Document section:
::::::::

# HOMODELTRAINZ2009 Layout Progress Thread



## HOMODELTRAINZ2009 (Jan 20, 2011)

Finally I have started on my HO layout that is a U shape that wraps around the room. I ran out of wood today or I would have got the frame work finished. I'm still missing the back corner section to tie it all together. So hopefully this weekend the weather will cooperate and I can get some more done. Let me know what you guys think so far.


----------



## cabledawg (Nov 30, 2010)

Well I'm excited to see this built. I've done alot of designs and havent really seen the build up results, so this will be a treat!


----------



## tjcruiser (Jan 10, 2010)

HOMod,

It's always fun to see the sawdust first start flying! A couple of quick thoughts ...

1. I would suggest that you add some sort of diagonal bracing to the tops of those legs ... both front-to-back and side-to-side. I see that you have them carriage botled on, but an accidental kick on the bottom could still have those buckling under.

2. When you lay down your "deck" on top of the frame grid (whether its ply or MDF), screw the deck into the framework ... that'll increase racking stiffness significantly.

3. Do you plan on having "normal" access to open those windows? Difficult to do across a model RR layout.

4. You might want to put some foil-faced insulation (either foil on rigid foam, or a foil-like bubble wrap material) on the underside of the frame grid of the section in way of the floor heater. Otherwise, excess heat rising from that vent could affect the dimensional stability of whatever you build on the layout.

Have fun, and keep us posted!

TJ


----------



## gunrunnerjohn (Nov 10, 2010)

FWIW, I have an 8 foot x 2 foot workbench with a 2x4 frame. I have the 4x4 legs bolted in two directions at the corners. There is ZERO chance that without a large sledge that you'll move the legs, they are rock solid! No bracing necessary.


----------



## tjcruiser (Jan 10, 2010)

He has 2x4 with one carriage bolt ... nothing to stop his legs from pivoting laterally.


----------



## gunrunnerjohn (Nov 10, 2010)

::::::::

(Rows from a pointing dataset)

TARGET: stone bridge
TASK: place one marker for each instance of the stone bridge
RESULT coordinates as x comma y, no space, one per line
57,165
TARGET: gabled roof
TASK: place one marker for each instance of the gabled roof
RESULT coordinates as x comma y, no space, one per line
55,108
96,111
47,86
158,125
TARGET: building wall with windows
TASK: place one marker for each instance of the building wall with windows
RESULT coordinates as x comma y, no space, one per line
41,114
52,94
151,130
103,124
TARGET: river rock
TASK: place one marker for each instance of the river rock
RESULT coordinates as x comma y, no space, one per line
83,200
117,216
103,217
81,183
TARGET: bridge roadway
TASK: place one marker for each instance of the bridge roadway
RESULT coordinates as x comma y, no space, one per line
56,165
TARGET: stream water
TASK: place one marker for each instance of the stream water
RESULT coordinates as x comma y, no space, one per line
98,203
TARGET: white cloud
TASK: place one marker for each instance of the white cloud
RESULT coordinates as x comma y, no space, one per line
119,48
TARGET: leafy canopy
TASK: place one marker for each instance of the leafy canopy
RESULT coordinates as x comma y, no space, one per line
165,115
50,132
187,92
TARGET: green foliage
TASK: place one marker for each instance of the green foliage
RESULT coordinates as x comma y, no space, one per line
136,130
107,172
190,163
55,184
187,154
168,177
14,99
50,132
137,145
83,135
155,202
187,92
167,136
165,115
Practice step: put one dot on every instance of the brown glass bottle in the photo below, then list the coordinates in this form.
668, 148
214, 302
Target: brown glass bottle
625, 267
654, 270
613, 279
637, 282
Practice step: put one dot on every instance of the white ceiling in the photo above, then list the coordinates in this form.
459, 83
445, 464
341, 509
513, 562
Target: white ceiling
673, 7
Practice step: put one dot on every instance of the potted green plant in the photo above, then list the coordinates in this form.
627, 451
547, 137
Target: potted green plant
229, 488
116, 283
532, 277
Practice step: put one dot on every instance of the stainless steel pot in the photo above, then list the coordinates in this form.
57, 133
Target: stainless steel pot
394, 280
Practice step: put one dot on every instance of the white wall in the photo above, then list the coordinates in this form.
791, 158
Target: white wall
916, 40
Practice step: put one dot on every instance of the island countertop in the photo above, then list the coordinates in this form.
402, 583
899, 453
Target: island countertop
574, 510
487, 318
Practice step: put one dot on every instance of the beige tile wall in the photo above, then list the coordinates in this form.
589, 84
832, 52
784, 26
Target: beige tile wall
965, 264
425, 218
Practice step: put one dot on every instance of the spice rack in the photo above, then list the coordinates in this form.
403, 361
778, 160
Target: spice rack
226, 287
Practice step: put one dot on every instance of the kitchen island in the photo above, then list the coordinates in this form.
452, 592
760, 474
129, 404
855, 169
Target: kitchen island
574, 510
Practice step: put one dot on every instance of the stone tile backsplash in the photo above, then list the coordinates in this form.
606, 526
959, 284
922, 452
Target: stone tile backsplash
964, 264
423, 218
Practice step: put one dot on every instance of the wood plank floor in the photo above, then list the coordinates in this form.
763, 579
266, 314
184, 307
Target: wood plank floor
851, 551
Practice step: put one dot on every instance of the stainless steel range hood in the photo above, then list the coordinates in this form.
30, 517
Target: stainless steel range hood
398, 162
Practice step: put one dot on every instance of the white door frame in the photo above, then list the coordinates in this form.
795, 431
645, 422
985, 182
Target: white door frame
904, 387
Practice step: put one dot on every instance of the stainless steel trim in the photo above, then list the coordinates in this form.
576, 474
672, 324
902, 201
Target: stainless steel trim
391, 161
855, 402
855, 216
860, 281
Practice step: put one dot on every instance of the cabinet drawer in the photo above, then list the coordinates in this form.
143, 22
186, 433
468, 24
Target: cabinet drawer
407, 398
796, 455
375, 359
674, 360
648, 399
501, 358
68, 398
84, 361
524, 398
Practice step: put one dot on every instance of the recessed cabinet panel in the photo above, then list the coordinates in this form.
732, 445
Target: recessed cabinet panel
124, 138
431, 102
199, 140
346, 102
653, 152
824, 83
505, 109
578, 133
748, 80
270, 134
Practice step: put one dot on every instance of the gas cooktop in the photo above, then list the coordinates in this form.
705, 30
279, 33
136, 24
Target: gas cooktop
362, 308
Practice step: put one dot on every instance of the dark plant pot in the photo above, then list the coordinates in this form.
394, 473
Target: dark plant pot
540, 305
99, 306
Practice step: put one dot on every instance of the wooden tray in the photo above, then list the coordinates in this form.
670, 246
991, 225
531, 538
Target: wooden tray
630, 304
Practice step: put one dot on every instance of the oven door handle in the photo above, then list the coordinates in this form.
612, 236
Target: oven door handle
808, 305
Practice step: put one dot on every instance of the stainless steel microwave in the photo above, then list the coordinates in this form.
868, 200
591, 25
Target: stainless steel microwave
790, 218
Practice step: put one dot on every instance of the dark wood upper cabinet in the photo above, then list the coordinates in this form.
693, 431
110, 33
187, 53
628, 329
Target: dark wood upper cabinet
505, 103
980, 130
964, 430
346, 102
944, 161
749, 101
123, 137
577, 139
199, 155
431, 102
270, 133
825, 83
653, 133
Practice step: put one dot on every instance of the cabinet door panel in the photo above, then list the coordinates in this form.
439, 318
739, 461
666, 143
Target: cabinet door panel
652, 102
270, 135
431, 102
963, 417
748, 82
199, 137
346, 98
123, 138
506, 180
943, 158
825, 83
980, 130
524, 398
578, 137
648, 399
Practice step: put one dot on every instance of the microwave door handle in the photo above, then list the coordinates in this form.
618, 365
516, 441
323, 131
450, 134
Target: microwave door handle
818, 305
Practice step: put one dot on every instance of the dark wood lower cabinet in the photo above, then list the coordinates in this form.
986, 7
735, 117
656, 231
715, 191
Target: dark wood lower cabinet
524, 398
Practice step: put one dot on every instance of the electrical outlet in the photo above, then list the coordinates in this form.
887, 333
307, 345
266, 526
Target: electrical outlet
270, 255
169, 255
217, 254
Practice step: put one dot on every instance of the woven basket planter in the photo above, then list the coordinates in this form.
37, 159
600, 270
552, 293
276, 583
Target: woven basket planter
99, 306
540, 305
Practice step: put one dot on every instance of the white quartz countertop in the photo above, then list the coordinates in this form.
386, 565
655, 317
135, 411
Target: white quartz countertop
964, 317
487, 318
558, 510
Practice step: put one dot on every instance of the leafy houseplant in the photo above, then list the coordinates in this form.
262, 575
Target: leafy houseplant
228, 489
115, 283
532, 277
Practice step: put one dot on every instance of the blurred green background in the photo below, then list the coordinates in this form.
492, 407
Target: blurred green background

::::::::

Work to do:
• 1. According to the layout progress thread, why does tjcruiser recommend placing foil-faced insulation beneath the frame section near the floor heater? Answer in one to three sentences.
• 2. Reproduce verbatim the lines of the entries beginning at the line that contains "Practice step: put one dot on every instance of the leafy" and continuing through the final line of the entries.
The thread and the entries are unrelated to each other.

Final answers:
• 1. Excess heat rising from the floor heater's vent could otherwise affect the dimensional stability of whatever is built on the layout.

• 2.
Practice step: put one dot on every instance of the leafy houseplant in the photo above, then list the coordinates in this form.
262, 575
Target: leafy houseplant
228, 489
115, 283
532, 277
Practice step: put one dot on every instance of the blurred green background in the photo below, then list the coordinates in this form.
492, 407
Target: blurred green background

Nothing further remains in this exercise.